Box-labeled dataset extracts:
— BEGIN —
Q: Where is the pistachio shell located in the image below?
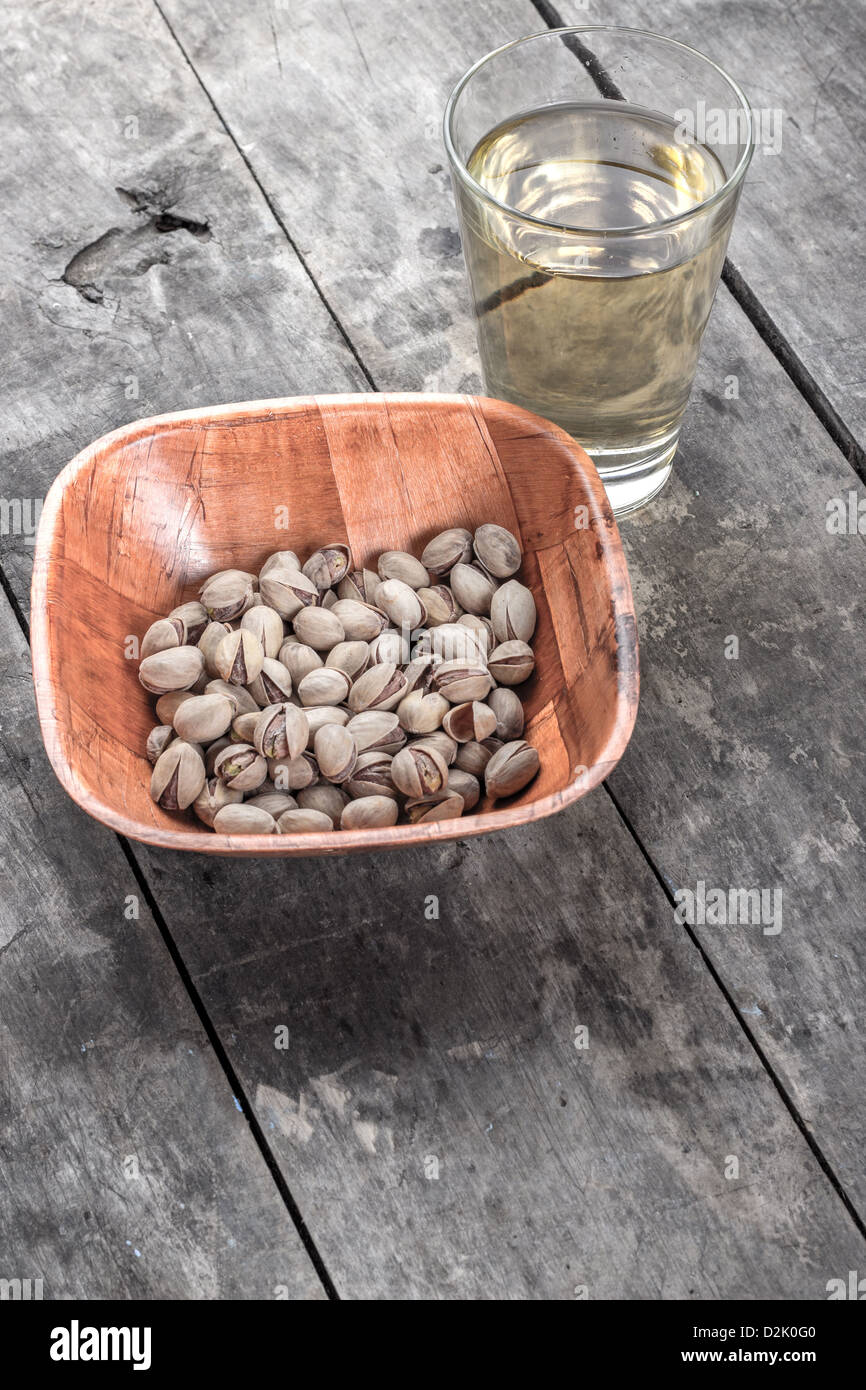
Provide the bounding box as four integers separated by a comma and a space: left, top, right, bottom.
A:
214, 627, 264, 685
449, 563, 496, 614
487, 641, 535, 685
297, 666, 353, 705
339, 796, 400, 830
192, 777, 243, 826
491, 580, 535, 642
174, 695, 234, 744
214, 802, 277, 835
484, 739, 539, 799
240, 603, 284, 656
139, 646, 204, 695
421, 527, 473, 577
346, 709, 406, 753
377, 550, 430, 589
313, 724, 357, 783
391, 744, 448, 796
473, 521, 523, 580
261, 566, 318, 621
293, 607, 346, 652
150, 738, 204, 810
277, 806, 334, 835
139, 617, 183, 660
398, 689, 450, 734
375, 580, 425, 630
487, 687, 524, 742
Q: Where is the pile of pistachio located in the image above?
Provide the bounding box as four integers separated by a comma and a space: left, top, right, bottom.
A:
139, 524, 538, 835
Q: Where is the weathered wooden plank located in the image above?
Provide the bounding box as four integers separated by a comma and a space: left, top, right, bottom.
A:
553, 0, 866, 457
0, 0, 367, 614
150, 4, 865, 1234
0, 600, 324, 1298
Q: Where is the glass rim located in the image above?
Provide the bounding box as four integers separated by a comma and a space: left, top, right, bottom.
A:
443, 24, 755, 240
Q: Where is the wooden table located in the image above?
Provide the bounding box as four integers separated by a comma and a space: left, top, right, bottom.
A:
0, 0, 866, 1300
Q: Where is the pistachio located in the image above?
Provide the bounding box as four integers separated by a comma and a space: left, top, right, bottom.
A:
297, 783, 349, 826
491, 580, 535, 642
398, 689, 449, 734
325, 642, 370, 681
277, 806, 334, 835
455, 738, 502, 777
240, 603, 284, 656
418, 584, 463, 627
259, 550, 300, 588
410, 728, 460, 767
261, 566, 318, 621
421, 527, 473, 578
204, 681, 259, 719
336, 570, 381, 603
375, 580, 425, 631
331, 599, 388, 642
304, 705, 349, 748
200, 570, 256, 623
214, 744, 268, 791
247, 656, 292, 709
346, 748, 398, 799
473, 521, 523, 580
168, 599, 210, 646
346, 709, 406, 753
229, 709, 261, 744
370, 628, 409, 666
297, 666, 353, 705
347, 656, 406, 714
174, 695, 234, 744
268, 752, 318, 791
303, 542, 352, 591
406, 791, 463, 826
449, 563, 496, 613
487, 641, 535, 685
253, 702, 310, 759
140, 617, 183, 660
442, 699, 496, 744
446, 767, 481, 810
434, 662, 493, 705
150, 738, 204, 810
295, 607, 346, 652
146, 724, 177, 763
278, 637, 324, 688
484, 739, 539, 801
199, 623, 229, 680
192, 777, 243, 826
487, 687, 524, 744
313, 724, 357, 784
156, 691, 195, 724
430, 620, 487, 662
377, 550, 430, 589
391, 744, 448, 796
214, 802, 277, 835
139, 646, 204, 695
245, 791, 297, 820
339, 796, 400, 830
— END —
Retype all of the records above word for word, including every box, but leave out the picture.

RESULT OF THE EXERCISE -
Q: Where is the pistachio shell located in the image below?
Provide the bounding box as four integers separated by a comma and a space: left, top, right, bottom.
A:
214, 627, 264, 685
449, 563, 496, 614
487, 641, 535, 685
297, 666, 353, 705
339, 796, 400, 830
192, 777, 243, 826
491, 580, 535, 642
174, 695, 234, 744
214, 802, 277, 835
484, 739, 539, 799
240, 603, 284, 656
139, 646, 204, 695
421, 527, 473, 577
346, 709, 406, 753
377, 550, 430, 589
313, 724, 357, 783
391, 744, 448, 796
473, 521, 523, 580
261, 566, 318, 621
293, 607, 346, 652
150, 738, 204, 810
277, 806, 334, 835
139, 617, 183, 660
398, 689, 450, 734
375, 580, 425, 630
487, 687, 524, 742
Q: Where is the pile of pistachio located in the image above?
Provide the bounding box as four integers separated by a comma and a space: left, top, right, bottom.
A:
139, 524, 538, 835
Q: Where is the weathered wooden plank located in the image above?
Provide the bounding box as four integers separated by a comma and a space: left, top, right, bottom.
A:
553, 0, 866, 457
0, 0, 367, 614
150, 4, 865, 1234
0, 600, 324, 1298
Q: Where is the glass rim located in the image above?
Provide the bounding box as four integers separated by a comma and a space: left, top, right, bottom.
A:
443, 24, 755, 240
Q: Where is the wooden table located in the image above?
Provide the bounding box as four integers separated by a comma and a space: left, top, right, bottom.
A:
0, 0, 866, 1300
Q: Where is the pistachio located in the image above?
Provide the bounding box as four integers separated by a comma and a space: left, top, right, bottom.
A:
297, 783, 349, 826
491, 580, 535, 642
398, 689, 449, 734
325, 642, 370, 681
277, 806, 334, 835
455, 738, 502, 777
240, 603, 284, 656
418, 584, 463, 627
259, 550, 300, 588
410, 728, 460, 767
261, 566, 318, 621
421, 527, 473, 578
204, 681, 259, 719
336, 570, 381, 603
375, 580, 425, 631
331, 599, 388, 642
304, 705, 349, 748
200, 570, 256, 623
214, 744, 268, 791
247, 656, 292, 709
346, 748, 398, 799
473, 521, 523, 580
168, 599, 210, 646
346, 709, 406, 753
229, 709, 261, 744
370, 628, 409, 666
297, 666, 353, 705
347, 656, 406, 714
174, 695, 234, 744
268, 752, 318, 791
303, 542, 352, 591
406, 791, 463, 826
449, 563, 496, 613
487, 641, 535, 685
253, 702, 310, 759
140, 617, 183, 660
442, 699, 496, 744
446, 767, 481, 810
434, 662, 493, 705
150, 738, 204, 810
295, 607, 346, 652
146, 724, 177, 763
278, 637, 324, 688
484, 739, 539, 801
199, 623, 229, 680
192, 777, 243, 826
487, 687, 524, 744
313, 724, 357, 784
156, 691, 195, 724
430, 620, 487, 662
377, 550, 430, 589
391, 744, 448, 796
214, 802, 277, 835
139, 646, 204, 695
245, 791, 297, 820
339, 796, 400, 830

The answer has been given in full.